- GIVEN INSTRUCTION:
Pull out each line below that contains the string "orange" and list those lines in their original order.

[Start of STORED DATA]

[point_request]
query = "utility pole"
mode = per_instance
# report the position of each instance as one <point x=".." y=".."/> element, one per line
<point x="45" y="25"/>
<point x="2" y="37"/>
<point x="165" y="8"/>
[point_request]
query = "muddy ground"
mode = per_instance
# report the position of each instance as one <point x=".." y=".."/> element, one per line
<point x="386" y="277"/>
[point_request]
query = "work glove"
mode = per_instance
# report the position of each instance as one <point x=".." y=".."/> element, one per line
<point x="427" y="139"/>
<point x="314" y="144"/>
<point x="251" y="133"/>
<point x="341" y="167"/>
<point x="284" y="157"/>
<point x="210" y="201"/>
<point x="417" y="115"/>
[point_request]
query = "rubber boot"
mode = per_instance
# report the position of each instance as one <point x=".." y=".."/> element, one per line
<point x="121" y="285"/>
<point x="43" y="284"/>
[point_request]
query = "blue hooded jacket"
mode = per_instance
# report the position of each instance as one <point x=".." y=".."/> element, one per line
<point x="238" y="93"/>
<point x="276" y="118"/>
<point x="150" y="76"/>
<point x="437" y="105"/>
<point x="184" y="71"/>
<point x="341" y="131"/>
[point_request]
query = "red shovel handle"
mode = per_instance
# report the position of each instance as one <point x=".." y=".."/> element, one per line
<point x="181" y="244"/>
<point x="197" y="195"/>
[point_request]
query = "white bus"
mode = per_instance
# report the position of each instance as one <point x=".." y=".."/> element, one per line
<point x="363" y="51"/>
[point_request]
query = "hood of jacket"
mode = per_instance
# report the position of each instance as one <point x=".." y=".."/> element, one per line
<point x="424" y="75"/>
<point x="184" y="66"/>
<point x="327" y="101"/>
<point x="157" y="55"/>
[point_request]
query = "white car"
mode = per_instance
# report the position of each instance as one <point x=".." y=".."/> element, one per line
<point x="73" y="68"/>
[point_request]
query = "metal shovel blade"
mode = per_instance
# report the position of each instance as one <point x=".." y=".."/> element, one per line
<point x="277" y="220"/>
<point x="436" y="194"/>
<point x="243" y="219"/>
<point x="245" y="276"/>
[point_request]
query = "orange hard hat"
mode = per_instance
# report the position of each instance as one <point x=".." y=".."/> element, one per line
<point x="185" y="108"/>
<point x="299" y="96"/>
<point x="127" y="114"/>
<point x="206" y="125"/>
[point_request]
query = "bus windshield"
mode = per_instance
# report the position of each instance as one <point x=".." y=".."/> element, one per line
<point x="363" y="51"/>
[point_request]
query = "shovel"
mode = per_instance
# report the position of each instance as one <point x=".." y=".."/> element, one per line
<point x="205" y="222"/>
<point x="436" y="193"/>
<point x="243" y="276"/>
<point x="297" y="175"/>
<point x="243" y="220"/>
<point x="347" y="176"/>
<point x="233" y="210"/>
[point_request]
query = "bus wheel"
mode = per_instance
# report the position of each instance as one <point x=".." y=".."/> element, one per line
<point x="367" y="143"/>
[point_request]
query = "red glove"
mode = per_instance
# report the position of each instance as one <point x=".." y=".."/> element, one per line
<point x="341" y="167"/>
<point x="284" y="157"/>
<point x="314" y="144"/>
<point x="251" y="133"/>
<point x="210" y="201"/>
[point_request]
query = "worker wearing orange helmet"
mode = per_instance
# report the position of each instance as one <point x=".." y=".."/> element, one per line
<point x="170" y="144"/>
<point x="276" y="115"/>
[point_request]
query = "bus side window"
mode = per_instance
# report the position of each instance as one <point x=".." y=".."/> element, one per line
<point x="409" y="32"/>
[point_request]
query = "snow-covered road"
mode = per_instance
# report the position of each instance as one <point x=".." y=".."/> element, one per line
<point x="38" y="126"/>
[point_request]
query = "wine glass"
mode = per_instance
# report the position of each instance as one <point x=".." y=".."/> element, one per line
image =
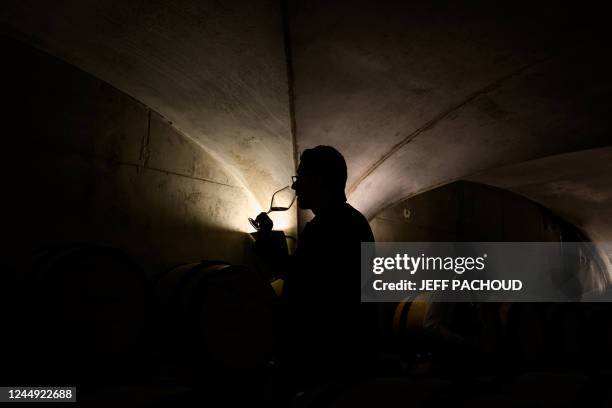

[End of STORED DATA]

- TASK RESULT:
query = "orange hard hat"
query = "worker wearing orange helmet"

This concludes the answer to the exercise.